- [TASK INSTRUCTIONS]
A: In the Nightfood Holdings 8-K filing, what exercise price is set for the compensatory warrants covering 280,000 shares of common stock?
B: Pick up the Nightfood Holdings 8-K filing after its last sentence and keep writing it.

UNITED STATES
SECURITIES AND EXCHANGE COMMISSION
Washington, D.C. 20549
FORM 8-K
CURRENT REPORT
PURSUANT TO SECTION 13 OR 15(d) OF THE
SECURITIES EXCHANGE ACT OF 1934
Date of report (Date of earliest event reported): October 4, 2022
NIGHTFOOD HOLDINGS, INC.
(Exact Name of Registrant as Specified in Charter)
Nevada | 000-55406 | 46-3885019 | ||
(State or Other Jurisdiction of Incorporation) | (Commission File Number) | (I.R.S. Employer Identification No.) |
520 White Plains Road – Suite 500
Tarrytown, New York 10591
(Address of Principal Executive Offices) (Zip Code)
Registrant’s telephone number, including area code: (888) 888-6444
(Former Name or Former Address, if Changed Since Last Report)
Check the appropriate box below if the Form 8-K filing is intended to simultaneously satisfy the filing obligation of the registrant under any of the following provisions (see General Instruction A.2. below):
☐ | Written communications pursuant to Rule 425 under the Securities Act (17 CFR 230.425) |
☐ | Soliciting material pursuant to Rule 14a-12 under the Exchange Act (17 CFR 240.14a-12) |
☐ | Pre-commencement communications pursuant to Rule 14d-2(b) under the Exchange Act (17 CFR 240.14d-2(b)) |
☐ | Pre-commencement communications pursuant to Rule 13e-4(c) under the Exchange Act (17 CFR 240.13e-4(c)) |
Indicate by check mark whether the registrant is an emerging growth company as defined in Rule 405 of the Securities Act of 1933 (17 CFR §230.405) or Rule 12b-2 of the Securities Exchange Act of 1934 (17 CFR §240.12b-2).
Emerging Growth Company ☐
If an emerging growth company, indicate by check mark if the registrant has elected not to use the extended transition period for complying with any new or revised financial accounting standards provided pursuant to Section 13(a) of the Exchange Act. ☐
Securities registered pursuant to Section 12(b) of the Act:
Title of each class | Trading Symbol(s) | Name of each exchange on which registered | ||
Not applicable | Not applicable | Not applicable |
Item 1.01 Entry Into A Material Agreement.
On October 4, 2022, Nightfood Holdings, Inc (the “Company”) entered into an Addendum to amend the Letter of Engagement with Spencer Clarke LLC (“Spencer Clarke”), dated February 2, 2021 (“Engagement Letter”) (the “Addendum”). Pursuant to the Engagement Letter as previously disclosed by the Company, Spencer Clarke was entitled to receive, among other things, (i) compensatory warrants to purchase 280,000 shares of common stock of the Company (the “Common Stock”) at an exercise price of $0.225 and (ii) returnable compensatory warrants to purchase 700,000 shares of Common Stock at an exercise price of $0.30, as compensation in relation to the transactions contemplated in a Securities Purchase Agreement with Mast Hill Fund, L.P., dated September 23, 2022 (“Purchase Agreement”).

- [GIVEN RECORDS]
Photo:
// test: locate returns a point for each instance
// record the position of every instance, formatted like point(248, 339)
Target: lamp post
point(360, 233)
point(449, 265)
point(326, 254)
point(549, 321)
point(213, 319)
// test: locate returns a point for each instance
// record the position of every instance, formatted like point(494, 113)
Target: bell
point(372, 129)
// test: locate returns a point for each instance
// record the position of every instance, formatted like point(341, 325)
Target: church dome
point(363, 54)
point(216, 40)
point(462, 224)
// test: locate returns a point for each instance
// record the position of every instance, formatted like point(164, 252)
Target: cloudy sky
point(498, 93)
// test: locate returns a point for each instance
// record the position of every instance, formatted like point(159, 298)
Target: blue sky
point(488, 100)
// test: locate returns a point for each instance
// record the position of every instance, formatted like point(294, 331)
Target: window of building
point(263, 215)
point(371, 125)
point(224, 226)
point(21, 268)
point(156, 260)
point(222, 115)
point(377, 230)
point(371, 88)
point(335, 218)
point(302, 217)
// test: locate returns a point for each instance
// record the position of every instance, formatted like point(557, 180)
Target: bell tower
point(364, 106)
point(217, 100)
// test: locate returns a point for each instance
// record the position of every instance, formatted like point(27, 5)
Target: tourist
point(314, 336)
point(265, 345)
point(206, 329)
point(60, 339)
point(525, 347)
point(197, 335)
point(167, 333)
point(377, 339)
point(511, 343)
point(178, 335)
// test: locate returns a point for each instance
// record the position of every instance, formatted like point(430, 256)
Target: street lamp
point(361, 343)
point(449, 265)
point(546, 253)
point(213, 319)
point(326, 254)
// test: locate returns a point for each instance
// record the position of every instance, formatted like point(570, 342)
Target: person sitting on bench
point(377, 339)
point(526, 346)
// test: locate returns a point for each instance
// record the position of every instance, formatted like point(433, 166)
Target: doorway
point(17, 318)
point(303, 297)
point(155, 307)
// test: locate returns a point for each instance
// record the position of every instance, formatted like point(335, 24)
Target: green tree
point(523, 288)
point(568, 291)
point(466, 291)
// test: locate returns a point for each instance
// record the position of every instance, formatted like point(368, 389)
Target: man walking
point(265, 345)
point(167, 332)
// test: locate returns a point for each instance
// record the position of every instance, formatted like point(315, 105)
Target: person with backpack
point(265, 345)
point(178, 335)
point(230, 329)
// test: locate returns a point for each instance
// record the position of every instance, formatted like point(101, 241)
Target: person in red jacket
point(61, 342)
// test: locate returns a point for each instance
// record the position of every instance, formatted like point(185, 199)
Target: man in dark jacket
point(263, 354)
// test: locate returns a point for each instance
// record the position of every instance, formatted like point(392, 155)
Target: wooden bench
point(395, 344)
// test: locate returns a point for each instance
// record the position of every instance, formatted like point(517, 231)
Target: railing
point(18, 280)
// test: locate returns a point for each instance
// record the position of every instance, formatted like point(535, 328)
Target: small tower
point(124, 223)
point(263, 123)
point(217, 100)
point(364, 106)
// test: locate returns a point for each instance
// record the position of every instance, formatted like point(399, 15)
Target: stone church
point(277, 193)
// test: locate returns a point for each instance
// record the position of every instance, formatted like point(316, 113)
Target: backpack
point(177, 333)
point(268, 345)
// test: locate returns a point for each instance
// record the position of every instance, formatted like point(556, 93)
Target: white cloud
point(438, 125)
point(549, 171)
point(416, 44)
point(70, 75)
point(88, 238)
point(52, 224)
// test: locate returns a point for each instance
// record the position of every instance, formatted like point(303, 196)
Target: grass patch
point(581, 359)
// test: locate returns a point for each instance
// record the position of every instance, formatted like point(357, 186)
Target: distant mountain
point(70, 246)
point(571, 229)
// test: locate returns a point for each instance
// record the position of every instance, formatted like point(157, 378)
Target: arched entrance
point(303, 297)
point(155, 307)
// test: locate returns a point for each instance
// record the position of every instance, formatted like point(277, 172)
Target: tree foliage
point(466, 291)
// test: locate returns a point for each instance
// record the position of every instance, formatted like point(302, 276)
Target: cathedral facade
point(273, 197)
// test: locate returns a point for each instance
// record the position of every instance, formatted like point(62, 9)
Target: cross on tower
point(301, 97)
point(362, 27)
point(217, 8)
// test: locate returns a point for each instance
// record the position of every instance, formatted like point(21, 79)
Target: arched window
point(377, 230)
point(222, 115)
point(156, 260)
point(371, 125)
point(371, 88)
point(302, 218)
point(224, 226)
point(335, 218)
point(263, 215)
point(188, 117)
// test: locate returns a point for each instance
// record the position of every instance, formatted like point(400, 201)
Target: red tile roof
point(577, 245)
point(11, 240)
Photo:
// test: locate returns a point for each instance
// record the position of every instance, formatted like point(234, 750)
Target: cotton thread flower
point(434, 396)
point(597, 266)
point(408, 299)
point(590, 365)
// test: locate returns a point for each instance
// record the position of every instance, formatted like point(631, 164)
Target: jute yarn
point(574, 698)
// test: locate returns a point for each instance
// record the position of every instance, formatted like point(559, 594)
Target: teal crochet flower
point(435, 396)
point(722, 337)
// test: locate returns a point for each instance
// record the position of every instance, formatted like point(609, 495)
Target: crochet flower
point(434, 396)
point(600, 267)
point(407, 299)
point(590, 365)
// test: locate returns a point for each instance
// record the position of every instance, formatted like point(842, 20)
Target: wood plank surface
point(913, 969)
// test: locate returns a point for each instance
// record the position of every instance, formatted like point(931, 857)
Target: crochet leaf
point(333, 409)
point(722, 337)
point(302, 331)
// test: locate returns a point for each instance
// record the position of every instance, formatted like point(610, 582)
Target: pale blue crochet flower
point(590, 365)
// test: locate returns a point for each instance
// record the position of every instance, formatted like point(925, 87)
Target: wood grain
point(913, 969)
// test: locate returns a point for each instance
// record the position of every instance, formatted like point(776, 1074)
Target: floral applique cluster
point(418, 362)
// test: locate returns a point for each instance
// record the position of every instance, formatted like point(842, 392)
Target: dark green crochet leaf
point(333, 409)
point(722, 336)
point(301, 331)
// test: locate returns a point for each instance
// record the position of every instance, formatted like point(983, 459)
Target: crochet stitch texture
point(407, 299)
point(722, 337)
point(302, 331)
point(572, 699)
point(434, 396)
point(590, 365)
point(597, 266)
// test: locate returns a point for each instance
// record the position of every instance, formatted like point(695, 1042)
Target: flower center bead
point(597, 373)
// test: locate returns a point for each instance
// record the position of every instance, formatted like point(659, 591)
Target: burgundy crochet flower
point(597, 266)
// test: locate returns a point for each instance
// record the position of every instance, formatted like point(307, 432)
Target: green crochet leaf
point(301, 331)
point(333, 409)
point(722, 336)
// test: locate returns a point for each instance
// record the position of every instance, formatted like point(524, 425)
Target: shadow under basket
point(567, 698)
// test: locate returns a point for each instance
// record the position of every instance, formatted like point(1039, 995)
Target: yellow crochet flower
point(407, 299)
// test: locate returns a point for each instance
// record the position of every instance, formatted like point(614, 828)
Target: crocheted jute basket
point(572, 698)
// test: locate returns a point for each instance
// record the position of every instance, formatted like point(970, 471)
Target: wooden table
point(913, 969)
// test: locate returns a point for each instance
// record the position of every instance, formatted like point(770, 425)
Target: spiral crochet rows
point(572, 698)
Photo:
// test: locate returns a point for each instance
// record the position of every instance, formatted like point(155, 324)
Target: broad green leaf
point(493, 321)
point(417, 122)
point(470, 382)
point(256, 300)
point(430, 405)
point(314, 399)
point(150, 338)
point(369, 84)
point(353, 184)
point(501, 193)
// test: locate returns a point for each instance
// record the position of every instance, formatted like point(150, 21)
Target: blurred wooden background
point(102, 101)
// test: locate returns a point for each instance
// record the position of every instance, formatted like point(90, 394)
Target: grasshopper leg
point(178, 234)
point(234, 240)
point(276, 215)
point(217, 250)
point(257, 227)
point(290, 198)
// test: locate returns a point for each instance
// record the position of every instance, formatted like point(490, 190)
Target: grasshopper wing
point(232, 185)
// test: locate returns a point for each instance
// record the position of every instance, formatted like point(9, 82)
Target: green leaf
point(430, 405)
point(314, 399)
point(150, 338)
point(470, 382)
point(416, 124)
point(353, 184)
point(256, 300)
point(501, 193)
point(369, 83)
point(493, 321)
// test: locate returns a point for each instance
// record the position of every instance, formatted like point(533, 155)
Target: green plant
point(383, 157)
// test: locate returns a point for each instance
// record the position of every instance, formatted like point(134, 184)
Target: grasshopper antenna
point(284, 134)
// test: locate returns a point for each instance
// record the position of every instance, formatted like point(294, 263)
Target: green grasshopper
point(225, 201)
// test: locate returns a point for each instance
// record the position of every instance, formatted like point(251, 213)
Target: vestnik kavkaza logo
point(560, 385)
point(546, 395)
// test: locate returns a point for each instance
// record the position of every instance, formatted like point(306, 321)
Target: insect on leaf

- [SET OF ANSWERS]
A: $0.225

B:
The Addendum amends the compensation provisions of the Engagement Letter to provide that the Company shall (1) pay Spencer Clarke $35,000 and (2) issue to Spencer Clarke 500,000 shares of Common Stock, which issuance occurred on October 7, 2022, as full compensation earned in connection with the transactions contemplated in the Purchase Agreement. Pursuant to the Addendum, Spencer Clarke shall receive no additional compensation related to the Purchase Agreement.
The foregoing is a brief description of the material terms of the Addendum, and is qualified in its entirety by reference to the full text of the Addendum, which is included as Exhibit 10.1 to this Current Report on Form 8-K and incorporated herein by reference.
Item 3.02 Unregistered Sales of Equity Securities.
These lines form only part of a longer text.